* TEXTE PROPOSÉ *
Ce qui m’intéresse, dans les personnes en mode Pensée, c’est ce contraste entre un engagement très fort, sans forcément s’interroger beaucoup dessus. « Il faut que je… » est le discours premier, en ajoutant « tout le monde doit contribuer à ma quête ».

C’est à mon avis ici qu’on touche aux limites des typologies de personnalité selon Jung : ces 8 fonctions cognitives décrivent des processus (comment) mais peu de contenus (pourquoi).

Ce pour quoi je m’engage, c’est peut-être une caractéristique très humaine, au service de laquelle les personnes en mode Pensée vont se mettre en marche, pour délivrer, atteindre, aller vers l’objectif humain.

Cette transition vers l’humain est parfaitement appropriée, puisqu’il nous reste les fonctions Sentiment…

Oui, c’est amusant de commencer par le Sentiment Extraverti, parce que pour une personne avec cette dominante, l’engagement est forcément avec les autres, au service de la communauté, pour de l’aide et pour augmenter la cohésion.

Avec parfois le risque que ces personnes décident de voir une demande là où il n’y en a pas, et
qu’elles se mettent en danger elles-mêmes à s’épuiser dans l’aide !

Ce qui s’apparente à première vue à un engagement désintéressé, répond en fait aussi à un intérêt personnel, qui est de se sentir vivant(e), et se sentir exister.

L’essence du Sentiment Extraverti, c’est d’être au service de valeurs partagées avec les autres – avec le risque de la projection, qui va m’amener à donner ce que j’ai envie de voir chez les autres, alors que les personnes en face de moi sont fondamentalement différentes de moi.

Cette empathie, qui est la caractéristique principale des personnes de Sentiment Extraverti, c’est une qualité pure et noble… Mais se pose la question de l’écologie personnelle : est-ce que j’ai envie de devenir Mère Térésa, avec ce niveau d’engagement ? Donc comment créer une
manière de vivre cette qualité, qui soit soutenable, et durable dans le temps ?

* CONSIGNES *
1/ Transcrivez fidèlement le passage du texte sur les fonctions de Jung, à partir de « Ce pour quoi » et jusqu'à « augmenter la cohésion. ».
2/ D'après le texte sur les fonctions de Jung, quelle est la caractéristique principale des personnes de Sentiment Extraverti ?

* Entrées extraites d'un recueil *
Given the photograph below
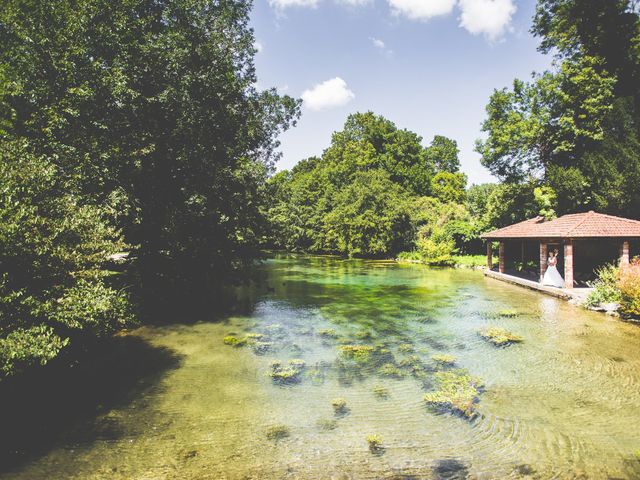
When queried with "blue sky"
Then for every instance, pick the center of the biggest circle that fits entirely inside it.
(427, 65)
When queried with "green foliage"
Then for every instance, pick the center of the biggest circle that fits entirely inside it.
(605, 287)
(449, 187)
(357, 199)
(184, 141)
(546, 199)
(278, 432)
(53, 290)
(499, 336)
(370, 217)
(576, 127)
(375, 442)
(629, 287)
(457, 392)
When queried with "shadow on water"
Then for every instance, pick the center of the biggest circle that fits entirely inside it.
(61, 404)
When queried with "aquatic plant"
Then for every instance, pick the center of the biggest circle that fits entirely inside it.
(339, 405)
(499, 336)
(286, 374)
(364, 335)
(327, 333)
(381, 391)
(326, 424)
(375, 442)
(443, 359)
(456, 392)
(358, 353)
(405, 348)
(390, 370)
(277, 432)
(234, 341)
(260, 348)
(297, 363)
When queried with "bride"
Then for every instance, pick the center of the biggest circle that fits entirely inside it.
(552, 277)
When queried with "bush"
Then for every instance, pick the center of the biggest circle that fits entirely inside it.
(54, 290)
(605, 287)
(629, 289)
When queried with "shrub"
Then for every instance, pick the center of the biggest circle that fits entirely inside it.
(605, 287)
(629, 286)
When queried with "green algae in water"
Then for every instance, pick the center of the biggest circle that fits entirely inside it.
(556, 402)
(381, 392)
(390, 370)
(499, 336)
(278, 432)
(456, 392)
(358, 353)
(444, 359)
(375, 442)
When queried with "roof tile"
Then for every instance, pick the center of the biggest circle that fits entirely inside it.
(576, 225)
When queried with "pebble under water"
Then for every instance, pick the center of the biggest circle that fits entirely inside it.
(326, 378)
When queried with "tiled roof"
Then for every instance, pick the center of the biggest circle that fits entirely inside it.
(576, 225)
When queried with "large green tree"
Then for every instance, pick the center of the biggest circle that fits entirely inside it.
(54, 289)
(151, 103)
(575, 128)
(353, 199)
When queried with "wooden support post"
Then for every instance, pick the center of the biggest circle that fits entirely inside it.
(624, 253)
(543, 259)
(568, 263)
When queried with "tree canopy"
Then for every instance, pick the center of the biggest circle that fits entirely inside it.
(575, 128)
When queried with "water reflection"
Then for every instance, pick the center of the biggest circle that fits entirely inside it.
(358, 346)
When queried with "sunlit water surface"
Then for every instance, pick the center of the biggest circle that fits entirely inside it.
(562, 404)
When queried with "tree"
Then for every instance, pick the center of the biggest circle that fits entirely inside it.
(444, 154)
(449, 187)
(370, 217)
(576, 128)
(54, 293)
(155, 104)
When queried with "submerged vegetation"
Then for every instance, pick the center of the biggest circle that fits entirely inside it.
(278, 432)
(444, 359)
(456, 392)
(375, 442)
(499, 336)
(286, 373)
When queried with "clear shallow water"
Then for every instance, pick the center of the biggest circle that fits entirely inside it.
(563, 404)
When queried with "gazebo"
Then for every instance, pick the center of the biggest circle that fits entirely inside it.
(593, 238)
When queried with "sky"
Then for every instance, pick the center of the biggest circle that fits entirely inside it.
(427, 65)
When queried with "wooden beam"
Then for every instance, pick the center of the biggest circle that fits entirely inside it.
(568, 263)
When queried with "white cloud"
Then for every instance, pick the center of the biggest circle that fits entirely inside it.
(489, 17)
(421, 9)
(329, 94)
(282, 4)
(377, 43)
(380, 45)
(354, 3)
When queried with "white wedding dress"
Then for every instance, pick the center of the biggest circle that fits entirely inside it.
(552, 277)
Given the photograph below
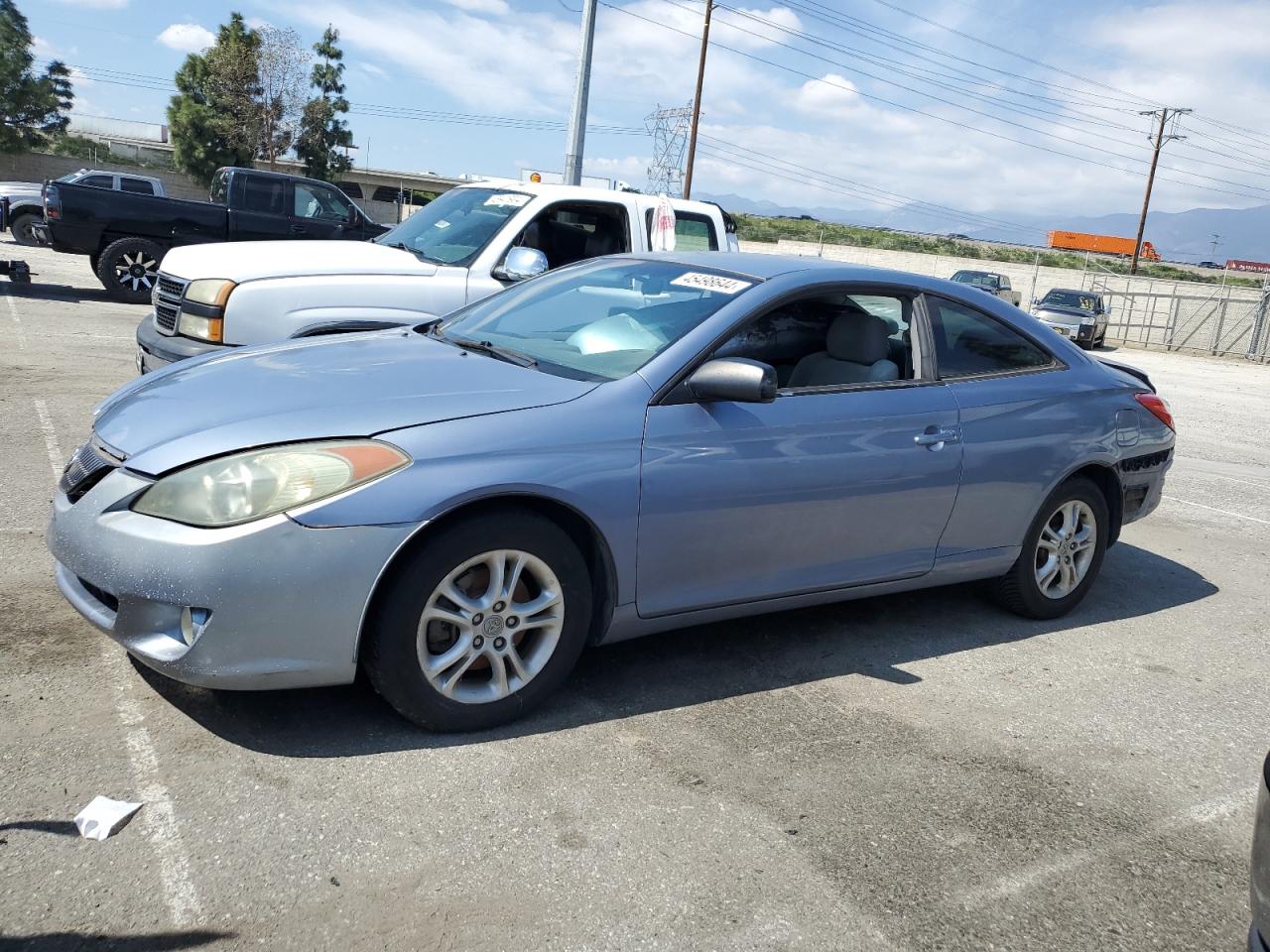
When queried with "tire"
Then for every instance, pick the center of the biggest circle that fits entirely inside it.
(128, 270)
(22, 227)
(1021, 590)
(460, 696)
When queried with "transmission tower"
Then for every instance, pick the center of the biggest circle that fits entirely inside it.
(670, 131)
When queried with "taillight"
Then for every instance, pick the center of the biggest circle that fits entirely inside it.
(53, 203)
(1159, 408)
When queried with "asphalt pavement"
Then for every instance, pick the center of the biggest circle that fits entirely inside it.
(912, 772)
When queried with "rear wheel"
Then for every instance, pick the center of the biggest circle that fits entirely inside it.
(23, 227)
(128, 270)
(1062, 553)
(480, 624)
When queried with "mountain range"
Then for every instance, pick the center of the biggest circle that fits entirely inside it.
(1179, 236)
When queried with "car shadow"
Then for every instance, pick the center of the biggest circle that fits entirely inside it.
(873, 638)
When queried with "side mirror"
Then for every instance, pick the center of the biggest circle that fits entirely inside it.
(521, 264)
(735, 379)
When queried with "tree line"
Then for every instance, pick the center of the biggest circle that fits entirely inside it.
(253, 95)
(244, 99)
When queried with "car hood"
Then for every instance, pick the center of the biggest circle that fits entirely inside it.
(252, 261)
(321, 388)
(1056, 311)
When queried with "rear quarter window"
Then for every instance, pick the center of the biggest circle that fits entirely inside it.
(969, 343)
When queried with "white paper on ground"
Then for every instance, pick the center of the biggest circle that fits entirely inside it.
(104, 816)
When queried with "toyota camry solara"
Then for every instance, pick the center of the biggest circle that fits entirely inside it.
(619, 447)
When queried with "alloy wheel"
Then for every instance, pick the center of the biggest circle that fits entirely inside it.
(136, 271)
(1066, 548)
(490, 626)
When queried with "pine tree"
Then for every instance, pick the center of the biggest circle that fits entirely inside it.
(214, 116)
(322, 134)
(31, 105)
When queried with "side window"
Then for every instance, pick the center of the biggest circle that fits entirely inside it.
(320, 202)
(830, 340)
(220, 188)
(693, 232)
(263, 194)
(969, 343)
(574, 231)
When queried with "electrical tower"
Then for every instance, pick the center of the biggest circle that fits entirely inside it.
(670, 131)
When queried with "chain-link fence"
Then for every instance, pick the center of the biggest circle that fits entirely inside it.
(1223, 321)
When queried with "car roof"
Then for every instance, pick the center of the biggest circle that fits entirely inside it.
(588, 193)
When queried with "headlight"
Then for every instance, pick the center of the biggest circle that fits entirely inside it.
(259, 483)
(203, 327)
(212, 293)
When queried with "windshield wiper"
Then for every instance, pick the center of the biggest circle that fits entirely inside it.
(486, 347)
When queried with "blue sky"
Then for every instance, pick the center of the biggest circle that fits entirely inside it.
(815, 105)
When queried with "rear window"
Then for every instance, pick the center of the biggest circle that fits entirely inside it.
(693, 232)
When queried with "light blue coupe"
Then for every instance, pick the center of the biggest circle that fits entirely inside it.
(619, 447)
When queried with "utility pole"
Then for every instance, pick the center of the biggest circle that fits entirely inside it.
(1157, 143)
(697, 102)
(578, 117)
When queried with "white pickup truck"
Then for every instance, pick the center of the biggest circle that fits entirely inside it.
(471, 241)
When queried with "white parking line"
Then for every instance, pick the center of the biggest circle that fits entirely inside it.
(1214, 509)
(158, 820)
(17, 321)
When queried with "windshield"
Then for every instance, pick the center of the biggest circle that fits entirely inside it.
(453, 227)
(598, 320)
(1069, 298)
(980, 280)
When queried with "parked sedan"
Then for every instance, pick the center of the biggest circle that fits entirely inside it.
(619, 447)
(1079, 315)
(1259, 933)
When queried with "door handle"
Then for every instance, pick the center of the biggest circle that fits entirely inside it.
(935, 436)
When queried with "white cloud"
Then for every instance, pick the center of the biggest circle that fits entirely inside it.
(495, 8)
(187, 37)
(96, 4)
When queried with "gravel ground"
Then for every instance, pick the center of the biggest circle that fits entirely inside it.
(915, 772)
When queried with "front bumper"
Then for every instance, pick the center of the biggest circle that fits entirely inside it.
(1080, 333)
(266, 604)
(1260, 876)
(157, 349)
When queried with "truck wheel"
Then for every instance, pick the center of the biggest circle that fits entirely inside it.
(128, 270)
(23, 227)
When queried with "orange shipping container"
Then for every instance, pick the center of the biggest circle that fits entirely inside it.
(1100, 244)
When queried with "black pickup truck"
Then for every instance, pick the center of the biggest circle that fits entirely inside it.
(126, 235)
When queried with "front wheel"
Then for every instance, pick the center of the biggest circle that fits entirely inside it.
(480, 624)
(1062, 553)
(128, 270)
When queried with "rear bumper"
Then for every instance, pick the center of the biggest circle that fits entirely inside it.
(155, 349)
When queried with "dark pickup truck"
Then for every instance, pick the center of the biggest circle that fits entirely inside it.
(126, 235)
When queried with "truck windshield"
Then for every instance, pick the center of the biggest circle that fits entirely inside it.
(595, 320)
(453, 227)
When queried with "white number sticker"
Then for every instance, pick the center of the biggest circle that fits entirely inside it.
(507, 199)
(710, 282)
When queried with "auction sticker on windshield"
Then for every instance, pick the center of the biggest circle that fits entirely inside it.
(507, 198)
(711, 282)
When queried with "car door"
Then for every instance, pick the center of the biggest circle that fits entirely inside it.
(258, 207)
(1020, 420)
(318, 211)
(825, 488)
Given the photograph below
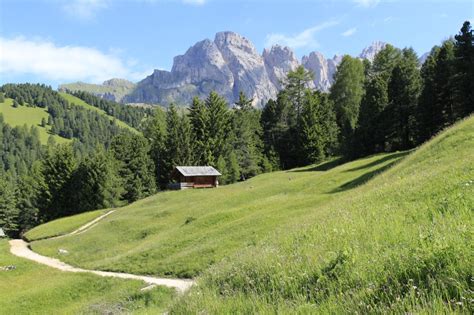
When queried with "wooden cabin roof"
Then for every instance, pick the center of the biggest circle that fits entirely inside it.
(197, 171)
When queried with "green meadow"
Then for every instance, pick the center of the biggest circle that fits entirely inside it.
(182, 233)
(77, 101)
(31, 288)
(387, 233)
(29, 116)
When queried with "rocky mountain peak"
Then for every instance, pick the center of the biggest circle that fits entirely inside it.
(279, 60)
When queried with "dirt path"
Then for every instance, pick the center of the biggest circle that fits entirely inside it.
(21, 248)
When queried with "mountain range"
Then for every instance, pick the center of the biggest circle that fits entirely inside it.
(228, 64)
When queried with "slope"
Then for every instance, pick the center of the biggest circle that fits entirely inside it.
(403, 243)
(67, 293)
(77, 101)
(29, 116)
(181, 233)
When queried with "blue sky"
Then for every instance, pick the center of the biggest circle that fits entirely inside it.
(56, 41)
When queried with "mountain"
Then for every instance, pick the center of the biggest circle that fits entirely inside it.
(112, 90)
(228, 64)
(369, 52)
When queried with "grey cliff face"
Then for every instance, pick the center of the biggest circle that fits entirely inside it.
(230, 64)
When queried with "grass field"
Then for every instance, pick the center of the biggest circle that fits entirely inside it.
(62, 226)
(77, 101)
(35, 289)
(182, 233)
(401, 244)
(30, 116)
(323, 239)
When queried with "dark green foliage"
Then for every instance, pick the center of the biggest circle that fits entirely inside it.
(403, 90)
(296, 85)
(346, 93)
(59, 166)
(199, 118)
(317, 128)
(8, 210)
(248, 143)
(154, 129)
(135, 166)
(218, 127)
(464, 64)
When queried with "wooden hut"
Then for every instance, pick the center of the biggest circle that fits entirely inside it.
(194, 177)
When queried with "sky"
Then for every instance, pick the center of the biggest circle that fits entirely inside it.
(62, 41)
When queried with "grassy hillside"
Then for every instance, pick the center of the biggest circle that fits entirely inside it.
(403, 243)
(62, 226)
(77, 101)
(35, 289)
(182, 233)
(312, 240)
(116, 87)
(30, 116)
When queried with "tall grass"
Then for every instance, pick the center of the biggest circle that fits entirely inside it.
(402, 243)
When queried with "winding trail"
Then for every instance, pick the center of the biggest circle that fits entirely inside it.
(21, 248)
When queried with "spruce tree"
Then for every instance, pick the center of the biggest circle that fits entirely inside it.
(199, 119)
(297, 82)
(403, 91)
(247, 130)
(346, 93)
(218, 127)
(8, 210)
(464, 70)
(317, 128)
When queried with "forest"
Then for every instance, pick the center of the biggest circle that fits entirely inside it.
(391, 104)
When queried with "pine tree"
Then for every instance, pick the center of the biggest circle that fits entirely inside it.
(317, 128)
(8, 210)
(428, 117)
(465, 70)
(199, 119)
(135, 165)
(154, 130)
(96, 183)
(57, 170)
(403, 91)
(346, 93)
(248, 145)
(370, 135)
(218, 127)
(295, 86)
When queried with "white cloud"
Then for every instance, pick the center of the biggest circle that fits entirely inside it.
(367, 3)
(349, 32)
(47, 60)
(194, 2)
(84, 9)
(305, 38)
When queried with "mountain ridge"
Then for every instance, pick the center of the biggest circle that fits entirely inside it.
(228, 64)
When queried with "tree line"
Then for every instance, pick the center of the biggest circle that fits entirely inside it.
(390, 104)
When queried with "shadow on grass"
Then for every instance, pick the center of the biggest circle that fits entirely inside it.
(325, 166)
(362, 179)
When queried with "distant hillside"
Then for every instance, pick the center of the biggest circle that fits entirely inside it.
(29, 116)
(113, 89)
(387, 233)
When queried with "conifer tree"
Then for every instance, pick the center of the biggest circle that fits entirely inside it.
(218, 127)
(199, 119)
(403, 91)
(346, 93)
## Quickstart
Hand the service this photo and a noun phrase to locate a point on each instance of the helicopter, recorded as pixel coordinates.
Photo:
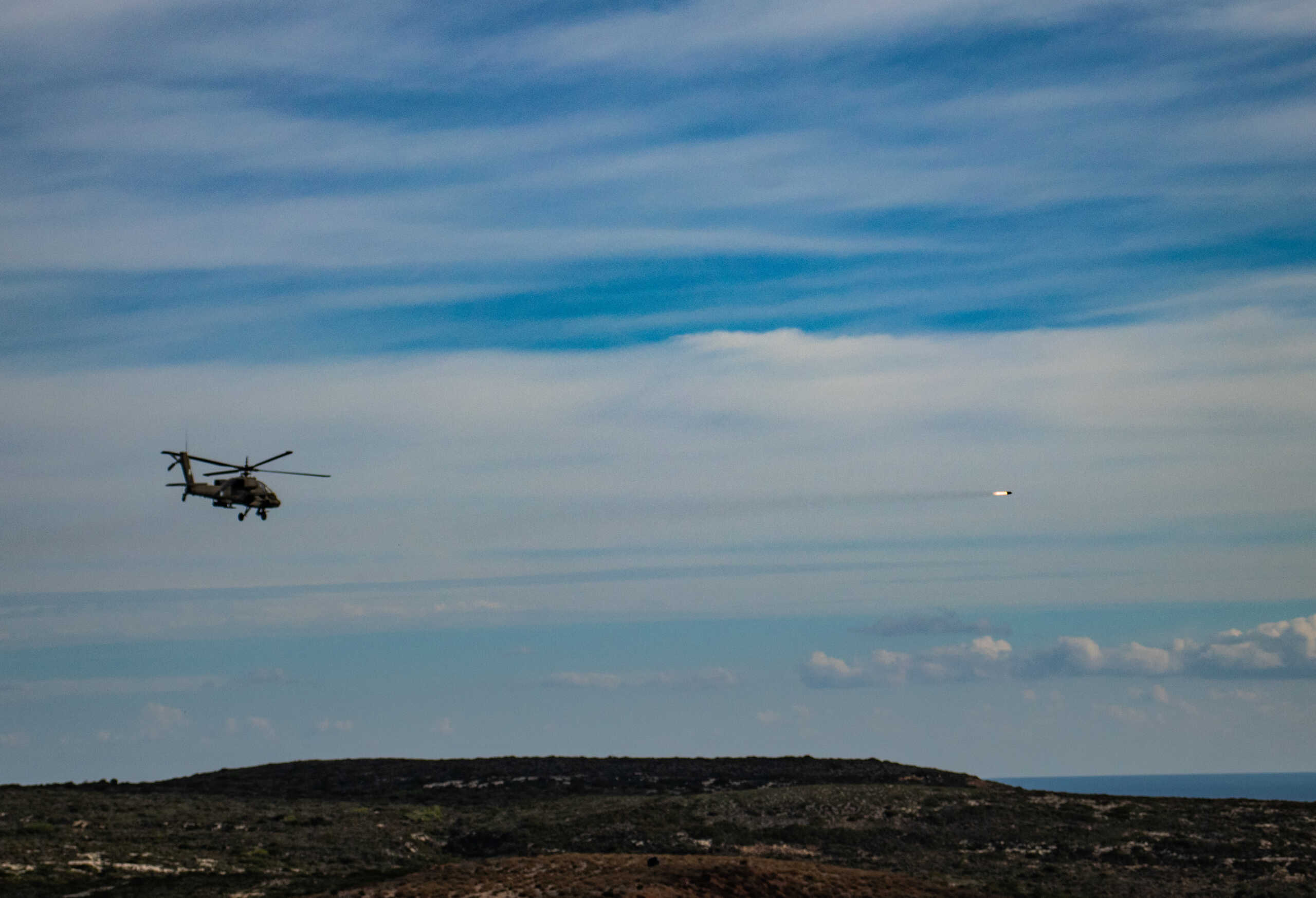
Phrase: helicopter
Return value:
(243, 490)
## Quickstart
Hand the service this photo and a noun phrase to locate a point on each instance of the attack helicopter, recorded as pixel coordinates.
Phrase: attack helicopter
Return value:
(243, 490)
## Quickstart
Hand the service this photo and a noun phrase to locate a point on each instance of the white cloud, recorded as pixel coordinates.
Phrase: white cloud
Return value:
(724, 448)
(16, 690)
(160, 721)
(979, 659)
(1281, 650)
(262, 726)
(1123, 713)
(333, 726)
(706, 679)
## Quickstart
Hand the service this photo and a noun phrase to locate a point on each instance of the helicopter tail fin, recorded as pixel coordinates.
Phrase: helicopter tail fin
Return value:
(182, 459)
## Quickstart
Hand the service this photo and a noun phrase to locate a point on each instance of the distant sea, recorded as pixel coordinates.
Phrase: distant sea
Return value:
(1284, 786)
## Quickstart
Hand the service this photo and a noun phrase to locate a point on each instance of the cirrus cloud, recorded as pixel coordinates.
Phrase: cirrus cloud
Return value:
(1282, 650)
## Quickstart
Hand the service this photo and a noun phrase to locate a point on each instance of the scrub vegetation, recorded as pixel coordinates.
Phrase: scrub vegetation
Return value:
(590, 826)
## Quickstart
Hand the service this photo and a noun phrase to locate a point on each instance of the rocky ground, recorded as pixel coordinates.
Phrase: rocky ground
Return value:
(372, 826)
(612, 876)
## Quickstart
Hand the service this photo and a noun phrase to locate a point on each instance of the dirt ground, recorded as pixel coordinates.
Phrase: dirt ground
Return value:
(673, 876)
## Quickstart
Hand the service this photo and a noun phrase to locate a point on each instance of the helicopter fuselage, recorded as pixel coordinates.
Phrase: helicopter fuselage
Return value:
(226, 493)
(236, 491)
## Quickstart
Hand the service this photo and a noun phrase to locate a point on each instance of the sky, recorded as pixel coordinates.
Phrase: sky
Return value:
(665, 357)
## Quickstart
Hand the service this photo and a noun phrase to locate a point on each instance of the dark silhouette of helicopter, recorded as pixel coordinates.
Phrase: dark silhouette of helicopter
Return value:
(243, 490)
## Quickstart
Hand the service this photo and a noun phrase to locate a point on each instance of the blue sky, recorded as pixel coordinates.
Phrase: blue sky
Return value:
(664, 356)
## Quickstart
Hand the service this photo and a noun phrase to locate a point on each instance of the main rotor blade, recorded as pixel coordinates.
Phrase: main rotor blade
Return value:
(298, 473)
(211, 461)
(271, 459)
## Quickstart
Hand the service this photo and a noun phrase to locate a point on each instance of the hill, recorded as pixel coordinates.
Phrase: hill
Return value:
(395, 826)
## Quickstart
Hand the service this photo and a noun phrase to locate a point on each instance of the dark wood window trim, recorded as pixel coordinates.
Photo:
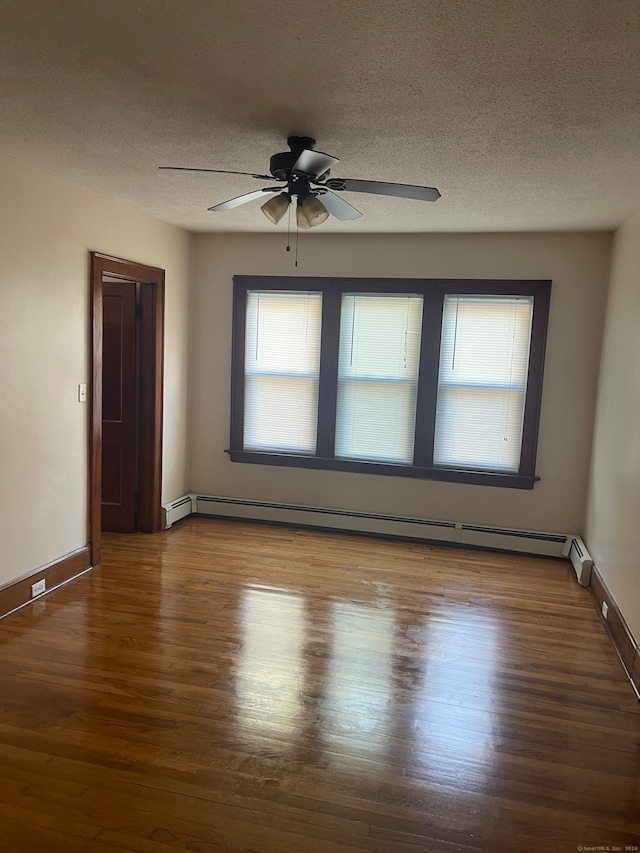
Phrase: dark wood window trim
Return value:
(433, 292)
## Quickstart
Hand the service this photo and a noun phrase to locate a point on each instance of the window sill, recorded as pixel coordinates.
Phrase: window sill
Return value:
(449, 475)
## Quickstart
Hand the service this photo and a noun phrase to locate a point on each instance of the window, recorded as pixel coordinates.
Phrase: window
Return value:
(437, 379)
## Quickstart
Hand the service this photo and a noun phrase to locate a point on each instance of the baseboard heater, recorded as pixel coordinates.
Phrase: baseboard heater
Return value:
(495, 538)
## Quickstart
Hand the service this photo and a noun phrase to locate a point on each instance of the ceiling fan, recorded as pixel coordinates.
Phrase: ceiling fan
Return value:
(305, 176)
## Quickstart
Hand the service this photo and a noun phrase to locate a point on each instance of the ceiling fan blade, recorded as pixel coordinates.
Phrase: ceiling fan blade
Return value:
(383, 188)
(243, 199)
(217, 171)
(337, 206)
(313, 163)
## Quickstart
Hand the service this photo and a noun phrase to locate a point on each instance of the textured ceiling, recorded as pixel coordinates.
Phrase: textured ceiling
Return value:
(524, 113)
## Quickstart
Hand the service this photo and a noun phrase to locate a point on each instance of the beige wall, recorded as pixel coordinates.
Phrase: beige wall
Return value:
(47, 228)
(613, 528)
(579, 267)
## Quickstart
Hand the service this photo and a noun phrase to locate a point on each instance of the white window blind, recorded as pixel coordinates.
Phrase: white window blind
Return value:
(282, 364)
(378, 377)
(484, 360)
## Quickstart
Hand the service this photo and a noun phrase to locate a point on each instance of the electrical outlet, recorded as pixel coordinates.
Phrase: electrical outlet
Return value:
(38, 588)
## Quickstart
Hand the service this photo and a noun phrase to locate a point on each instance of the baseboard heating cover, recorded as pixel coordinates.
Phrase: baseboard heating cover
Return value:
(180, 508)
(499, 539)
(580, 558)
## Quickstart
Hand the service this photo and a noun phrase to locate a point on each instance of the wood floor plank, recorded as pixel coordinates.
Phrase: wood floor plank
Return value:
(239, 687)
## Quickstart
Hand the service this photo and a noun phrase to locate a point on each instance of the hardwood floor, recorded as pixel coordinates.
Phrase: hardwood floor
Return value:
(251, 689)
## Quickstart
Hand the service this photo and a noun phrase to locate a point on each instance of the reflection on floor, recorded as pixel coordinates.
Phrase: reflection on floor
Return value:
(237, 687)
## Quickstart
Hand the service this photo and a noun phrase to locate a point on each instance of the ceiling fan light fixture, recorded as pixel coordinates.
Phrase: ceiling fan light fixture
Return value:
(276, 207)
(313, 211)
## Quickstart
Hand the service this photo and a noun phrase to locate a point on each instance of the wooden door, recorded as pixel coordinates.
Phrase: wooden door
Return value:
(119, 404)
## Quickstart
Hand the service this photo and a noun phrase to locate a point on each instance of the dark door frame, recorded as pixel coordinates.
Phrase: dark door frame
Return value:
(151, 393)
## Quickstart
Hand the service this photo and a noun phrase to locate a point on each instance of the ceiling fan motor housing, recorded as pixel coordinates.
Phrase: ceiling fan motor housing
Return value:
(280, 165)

* CORRIGÉ *
1/
Ce pour quoi je m’engage, c’est peut-être une caractéristique très humaine, au service de laquelle les personnes en mode Pensée vont se mettre en marche, pour délivrer, atteindre, aller vers l’objectif humain.

Cette transition vers l’humain est parfaitement appropriée, puisqu’il nous reste les fonctions Sentiment…

Oui, c’est amusant de commencer par le Sentiment Extraverti, parce que pour une personne avec cette dominante, l’engagement est forcément avec les autres, au service de la communauté, pour de l’aide et pour augmenter la cohésion.

2/ L'empathie.